▸ ESERCIZI:
**1)** Quante persone si trovano attualmente in stato vegetativo in Italia, secondo il testo estratto?
**2)** Cita dal testo estratto il passo che si apre con le parole contenenti "Attualmente, in Italia" e si chiude con "fare questa legge.".

▸ TESTO ESTRATTO:

===============

Attualmente, in Italia sono circa 3000 le persone in stato vegetativo, sono decine i casi pronti a fare il percorso nei tribunali italiani e sono migliaia le dichiarazioni di volontà depositate da notai, comuni ed enti locali, documenti che qualche associazione è già pronta a portare in tribunale. Con la sentenza Englaro si è creato un precedente secondo il quale le proprie volontà possono essere ricostruite o desunte addirittura dallo “stile di vita”. Il rischio è quello di un’anarchia giudiziaria e non a caso chi parla di eutanasia sta chiedendo a gran voce di non fare questa legge.



Questo testo di legge è chiaramente un argine al ripetersi di casi come quello di Eluana. Ripeto: è un argine, con la consapevolezza che la violenza dell’acqua può prevalere. Ma per questo si fanno gli argini È una legge che dice chiaramente “no” all’eutanasia e “no” all’accanimento terapeutico (art. 1 e art. 7). È una legge che prevede un’alleanza e un rapporto di fiducia tra medico e paziente (art. 2) e in questo vuole intendere chiaramente che nessun soggetto esterno potrà interpretare le volontà del paziente rispetto alle cure, che valuterà insieme al proprio medico.

===============

▸ INFORMAZIONI:

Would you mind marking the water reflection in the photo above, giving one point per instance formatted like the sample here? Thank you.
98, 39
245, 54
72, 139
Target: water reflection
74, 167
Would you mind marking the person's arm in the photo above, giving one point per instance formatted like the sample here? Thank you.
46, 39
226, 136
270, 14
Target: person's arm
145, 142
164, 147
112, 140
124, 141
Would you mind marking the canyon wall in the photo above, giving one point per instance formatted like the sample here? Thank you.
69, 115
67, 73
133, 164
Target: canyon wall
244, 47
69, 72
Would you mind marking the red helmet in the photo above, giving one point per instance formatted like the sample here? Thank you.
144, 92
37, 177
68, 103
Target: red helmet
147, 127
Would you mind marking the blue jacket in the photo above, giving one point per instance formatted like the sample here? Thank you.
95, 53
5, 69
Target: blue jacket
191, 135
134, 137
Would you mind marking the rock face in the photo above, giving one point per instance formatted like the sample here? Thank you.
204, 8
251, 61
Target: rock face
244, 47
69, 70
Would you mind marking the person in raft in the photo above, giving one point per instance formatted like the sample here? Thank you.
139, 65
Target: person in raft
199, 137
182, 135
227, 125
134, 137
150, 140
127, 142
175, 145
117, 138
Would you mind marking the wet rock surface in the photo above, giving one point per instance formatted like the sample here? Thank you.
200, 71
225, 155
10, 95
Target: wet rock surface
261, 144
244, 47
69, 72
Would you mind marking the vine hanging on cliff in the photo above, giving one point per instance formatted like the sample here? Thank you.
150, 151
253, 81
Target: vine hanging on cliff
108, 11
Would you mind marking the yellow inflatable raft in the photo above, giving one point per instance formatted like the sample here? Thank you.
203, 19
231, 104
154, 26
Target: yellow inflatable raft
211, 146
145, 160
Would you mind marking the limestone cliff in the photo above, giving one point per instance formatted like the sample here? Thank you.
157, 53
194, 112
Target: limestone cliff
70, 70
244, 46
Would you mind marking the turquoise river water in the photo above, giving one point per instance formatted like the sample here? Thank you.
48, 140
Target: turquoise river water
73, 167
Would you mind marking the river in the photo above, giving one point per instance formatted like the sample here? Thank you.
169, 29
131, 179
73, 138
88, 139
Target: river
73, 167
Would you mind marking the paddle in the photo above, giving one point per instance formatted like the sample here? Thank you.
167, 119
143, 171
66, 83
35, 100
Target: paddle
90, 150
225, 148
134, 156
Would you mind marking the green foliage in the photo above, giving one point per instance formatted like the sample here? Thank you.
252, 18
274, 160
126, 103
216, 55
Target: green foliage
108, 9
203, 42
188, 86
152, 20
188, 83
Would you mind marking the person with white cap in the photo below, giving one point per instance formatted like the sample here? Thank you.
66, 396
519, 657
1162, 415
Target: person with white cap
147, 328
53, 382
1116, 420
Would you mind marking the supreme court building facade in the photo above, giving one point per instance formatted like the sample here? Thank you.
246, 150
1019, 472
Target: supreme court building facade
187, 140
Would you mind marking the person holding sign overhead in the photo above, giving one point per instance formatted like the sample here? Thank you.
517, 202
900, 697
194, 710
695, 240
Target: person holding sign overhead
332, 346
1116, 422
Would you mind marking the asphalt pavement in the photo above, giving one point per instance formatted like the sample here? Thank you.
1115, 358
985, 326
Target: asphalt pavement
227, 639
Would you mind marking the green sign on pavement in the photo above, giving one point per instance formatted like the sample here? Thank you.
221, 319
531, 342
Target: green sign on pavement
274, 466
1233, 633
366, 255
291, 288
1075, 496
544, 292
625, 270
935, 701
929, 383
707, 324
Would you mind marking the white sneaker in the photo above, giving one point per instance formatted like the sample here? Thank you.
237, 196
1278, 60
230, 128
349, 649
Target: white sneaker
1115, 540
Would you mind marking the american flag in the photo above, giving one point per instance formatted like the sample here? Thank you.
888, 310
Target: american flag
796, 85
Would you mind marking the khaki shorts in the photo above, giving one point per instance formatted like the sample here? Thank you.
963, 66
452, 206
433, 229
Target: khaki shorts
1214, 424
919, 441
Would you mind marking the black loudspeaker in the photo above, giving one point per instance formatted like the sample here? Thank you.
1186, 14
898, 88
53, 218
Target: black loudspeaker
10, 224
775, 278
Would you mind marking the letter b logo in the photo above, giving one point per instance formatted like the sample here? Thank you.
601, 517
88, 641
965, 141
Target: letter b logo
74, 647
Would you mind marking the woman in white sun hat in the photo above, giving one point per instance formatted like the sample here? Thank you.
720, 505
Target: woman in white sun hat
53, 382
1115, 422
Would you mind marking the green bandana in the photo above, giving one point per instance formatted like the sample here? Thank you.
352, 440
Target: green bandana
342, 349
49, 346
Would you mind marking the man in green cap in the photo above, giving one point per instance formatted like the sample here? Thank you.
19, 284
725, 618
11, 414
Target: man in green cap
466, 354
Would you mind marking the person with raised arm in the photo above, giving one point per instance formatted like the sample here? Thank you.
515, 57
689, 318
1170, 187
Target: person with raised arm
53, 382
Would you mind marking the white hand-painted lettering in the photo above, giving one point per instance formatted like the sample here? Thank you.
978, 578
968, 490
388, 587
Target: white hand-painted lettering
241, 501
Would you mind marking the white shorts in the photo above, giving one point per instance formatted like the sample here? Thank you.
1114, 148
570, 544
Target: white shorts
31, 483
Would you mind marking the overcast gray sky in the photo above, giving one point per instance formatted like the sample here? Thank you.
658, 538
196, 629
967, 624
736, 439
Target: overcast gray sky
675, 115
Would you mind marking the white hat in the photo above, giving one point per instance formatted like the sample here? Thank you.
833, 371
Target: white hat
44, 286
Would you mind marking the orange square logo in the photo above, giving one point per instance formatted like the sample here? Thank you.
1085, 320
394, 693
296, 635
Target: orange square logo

===============

▸ ELENCO RISPOSTE:
**1)** Circa 3000.

**2)**
Attualmente, in Italia sono circa 3000 le persone in stato vegetativo, sono decine i casi pronti a fare il percorso nei tribunali italiani e sono migliaia le dichiarazioni di volontà depositate da notai, comuni ed enti locali, documenti che qualche associazione è già pronta a portare in tribunale. Con la sentenza Englaro si è creato un precedente secondo il quale le proprie volontà possono essere ricostruite o desunte addirittura dallo “stile di vita”. Il rischio è quello di un’anarchia giudiziaria e non a caso chi parla di eutanasia sta chiedendo a gran voce di non fare questa legge.